:: Supplied passage
Born in a village in heartland India, the son of a rickshaw puller, Balram is taken out of school by his family and put to work in a teashop. As he crushes coals and wipes tables, he nurses a dream of escape – of breaking away from the banks of Mother Ganga, into whose depths have seeped the remains of a hundred generations.
The White Tiger is a tale of two Indias. Balram’s journey from darkness of village life to the light of entrepreneurial success is utterly amoral, brilliantly irreverent, deeply endearing and altogether unforgettable.
***
From Publishers Weekly
Starred Review. A brutal view of India 's class struggles is cunningly presented in Adiga's debut about a racist, homicidal chauffer. Balram Halwai is from the Darkness, born where India 's downtrodden and unlucky are destined to rot. Balram manages to escape his village and move to Delhi after being hired as a driver for a rich landlord. Telling his story in retrospect, the novel is a piecemeal correspondence from Balram to the premier of China, who is expected to visit India and whom Balram believes could learn a lesson or two about India 's entrepreneurial underbelly. Adiga's existential and crude prose animates the battle between India 's wealthy and poor as Balram suffers degrading treatment at the hands of his employers (or, more appropriately, masters). His personal fortunes and luck improve dramatically after he kills his boss and decamps for Bangalore. Balram is a clever and resourceful narrator with a witty and sarcastic edge that endears him to readers, even as he rails about corruption, allows himself to be defiled by his bosses, spews coarse invective and eventually profits from moral ambiguity and outright criminality. It's the perfect antidote to lyrical India.
::::
● Challenge 1: Condense the paragraph of the White Tiger text that begins "Born in a village in heartland India" into a single shorter sentence that keeps its main facts.
● Challenge 2: In the White Tiger text, where does Balram go after he kills his boss?
● Challenge 3: Extend the White Tiger text with a few sentences that pick up after its final line.
The data has no connection to the White Tiger text.
:: Given material
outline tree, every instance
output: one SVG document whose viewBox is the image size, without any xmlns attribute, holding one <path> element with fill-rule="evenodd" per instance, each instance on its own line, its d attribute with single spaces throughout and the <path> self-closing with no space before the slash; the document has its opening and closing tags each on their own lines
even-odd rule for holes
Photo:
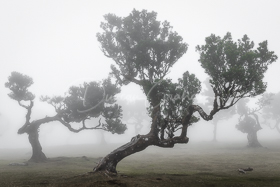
::::
● Exercise output 1: Balram, a rickshaw puller's son from a village in heartland India, is taken out of school and made to work in a teashop, where he dreams of escaping the banks of Mother Ganga.

● Exercise output 2: He goes to Bangalore.

● Exercise output 3:
***
From The New Yorker
In this darkly comic début novel set in India, Balram, a chauffeur, murders his employer, justifying his crime as the act of a "social entrepreneur." In a series of letters to the Premier of China, in anticipation of the leader’s upcoming visit to Balram’s homeland, the chauffeur recounts his transformation from an honest, hardworking boy growing up in "the Darkness"-those areas of rural India where education and electricity are equally scarce, and where villagers banter about local elections "like eunuchs discussing the Kama Sutra"-to a determined killer. He places the blame for his rage squarely on the avarice of the Indian élite, among whom bribes are commonplace, and who perpetuate a system in which many are sacrificed to the whims of a few. Adiga’s message isn’t subtle or novel, but Balram’s appealingly sardonic voice and acute observations of the social order are both winning and unsettling.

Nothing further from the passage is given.